Point localization data
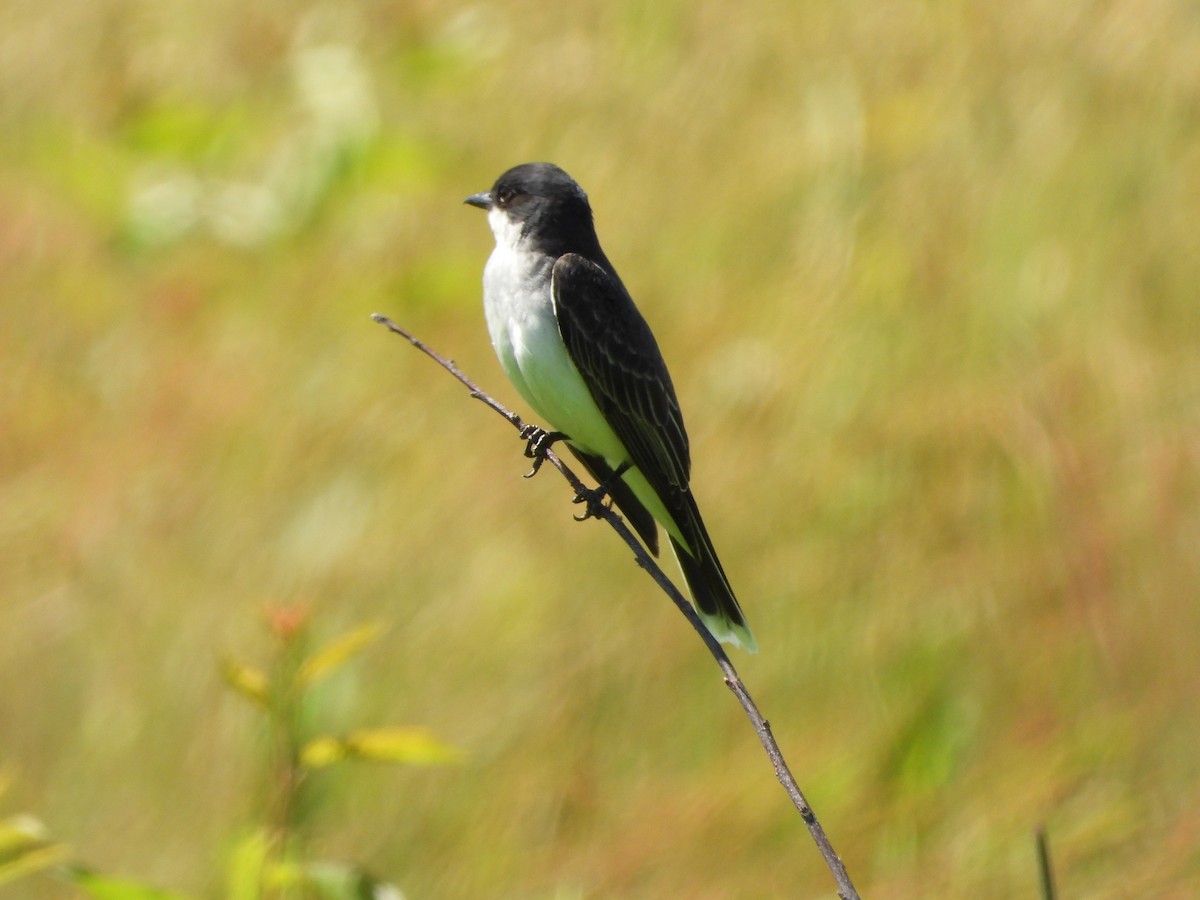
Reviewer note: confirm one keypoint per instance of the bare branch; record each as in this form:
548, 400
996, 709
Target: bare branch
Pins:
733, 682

---

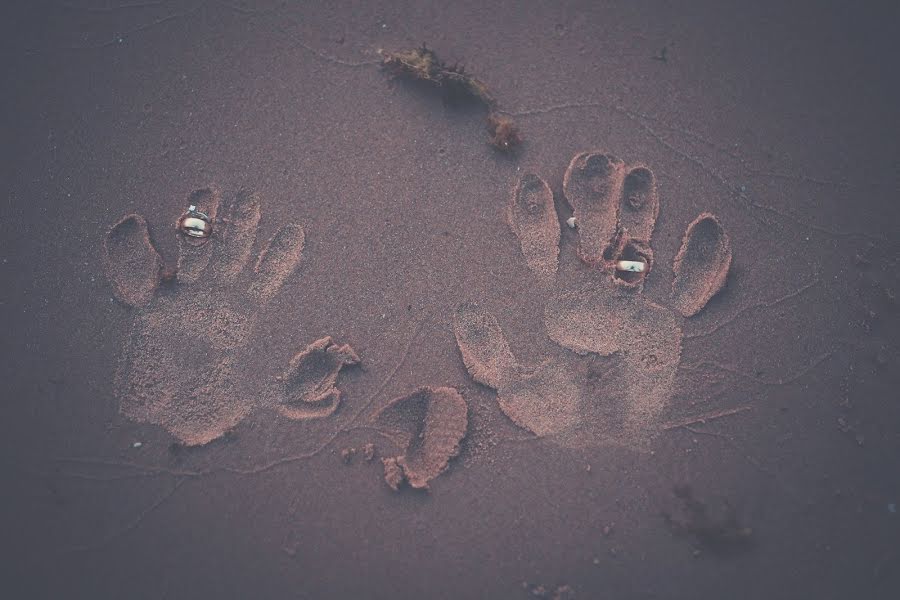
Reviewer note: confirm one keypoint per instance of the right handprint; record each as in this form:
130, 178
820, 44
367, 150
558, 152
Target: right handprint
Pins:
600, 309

==

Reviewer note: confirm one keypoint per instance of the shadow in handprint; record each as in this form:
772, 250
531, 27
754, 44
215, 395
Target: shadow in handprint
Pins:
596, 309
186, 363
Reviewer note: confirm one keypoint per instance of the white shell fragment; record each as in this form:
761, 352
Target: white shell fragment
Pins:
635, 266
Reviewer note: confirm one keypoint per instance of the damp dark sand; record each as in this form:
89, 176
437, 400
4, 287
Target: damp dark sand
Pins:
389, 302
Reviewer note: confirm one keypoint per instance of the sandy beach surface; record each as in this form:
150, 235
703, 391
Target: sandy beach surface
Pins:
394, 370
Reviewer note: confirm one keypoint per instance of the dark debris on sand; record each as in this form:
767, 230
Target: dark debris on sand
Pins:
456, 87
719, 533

» WHAT YOU ARE ASKED TO DO: Looking at the records above, which lines contain "fragment"? Copy those lines.

» COMPLETED EXERCISE:
Reviewer note: confirm one keypoint per instance of the white shell fragment; record each as in this form:
Target: white shell fragment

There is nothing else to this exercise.